● **PROBLEM TO WORK ON**: Copy the data below in full, exactly as it appears.
====== EXERCISE DATA ======
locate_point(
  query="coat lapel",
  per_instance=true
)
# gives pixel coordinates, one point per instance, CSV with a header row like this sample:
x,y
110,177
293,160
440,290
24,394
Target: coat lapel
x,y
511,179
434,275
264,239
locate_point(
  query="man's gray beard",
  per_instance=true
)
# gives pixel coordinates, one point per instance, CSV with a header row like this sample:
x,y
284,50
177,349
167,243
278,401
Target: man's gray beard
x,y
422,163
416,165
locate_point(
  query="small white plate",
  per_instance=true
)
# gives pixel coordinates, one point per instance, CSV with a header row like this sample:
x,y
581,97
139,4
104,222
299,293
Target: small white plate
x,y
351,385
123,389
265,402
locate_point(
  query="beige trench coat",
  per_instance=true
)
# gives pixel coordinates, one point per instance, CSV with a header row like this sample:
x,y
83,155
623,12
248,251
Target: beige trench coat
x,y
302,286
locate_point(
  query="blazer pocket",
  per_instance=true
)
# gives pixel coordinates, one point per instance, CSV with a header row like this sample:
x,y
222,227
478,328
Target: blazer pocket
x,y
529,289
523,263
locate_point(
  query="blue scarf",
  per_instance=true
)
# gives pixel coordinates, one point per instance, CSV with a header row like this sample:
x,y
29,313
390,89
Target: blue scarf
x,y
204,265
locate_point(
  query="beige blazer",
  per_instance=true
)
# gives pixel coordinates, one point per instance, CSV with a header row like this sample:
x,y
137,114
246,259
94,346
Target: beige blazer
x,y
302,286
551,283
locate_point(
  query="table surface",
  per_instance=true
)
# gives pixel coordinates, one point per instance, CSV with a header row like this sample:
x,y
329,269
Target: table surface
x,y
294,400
======
● **ANSWER BOX**:
locate_point(
  query="coat lapel",
  per_instance=true
)
# gives pixel coordinates, one point per instance, CSV with a header row like this sample:
x,y
110,177
293,160
440,290
24,394
Target: coat lapel
x,y
511,179
434,275
264,239
locate_point(
  query="man's gray beard",
  per_instance=true
)
# gives pixel coordinates, one point per instance, CSV with a header row like this sample:
x,y
284,50
177,349
167,243
278,401
Target: man's gray beard
x,y
422,163
416,165
locate_point(
  query="small white plate",
  per_instance=true
)
# gives pixel coordinates, one point per instance, CSV with a header row like this sample:
x,y
581,97
139,4
104,222
299,293
Target: small white plate
x,y
351,385
123,389
265,402
locate_point(
  query="beige trench coat",
  per_instance=true
)
# gives pixel coordinates, one point per instance, CSV with a header row like this sample:
x,y
83,155
623,12
248,251
Target: beige trench coat
x,y
302,286
locate_point(
  query="blazer pocket",
  per_instance=true
)
# gives pixel coordinates, one point per instance, CSV with a header row like this sample:
x,y
222,227
478,328
Target: blazer pocket
x,y
529,289
523,263
locate_point(
  query="blue scarf",
  per_instance=true
)
# gives pixel coordinates, one point per instance, CSV with a header row like this sample:
x,y
29,313
390,89
Target: blue scarf
x,y
204,265
locate_point(
  query="beige blazer",
  per_instance=true
)
# gives pixel coordinates, one point per instance, CSV with a header row like this sample:
x,y
137,114
246,259
94,346
Target: beige blazer
x,y
302,286
551,283
locate_point(
  query="table surface",
  per_instance=true
)
# gives pixel coordinates, one point per instance, CSV with a header row like this sample:
x,y
329,269
Target: table surface
x,y
294,400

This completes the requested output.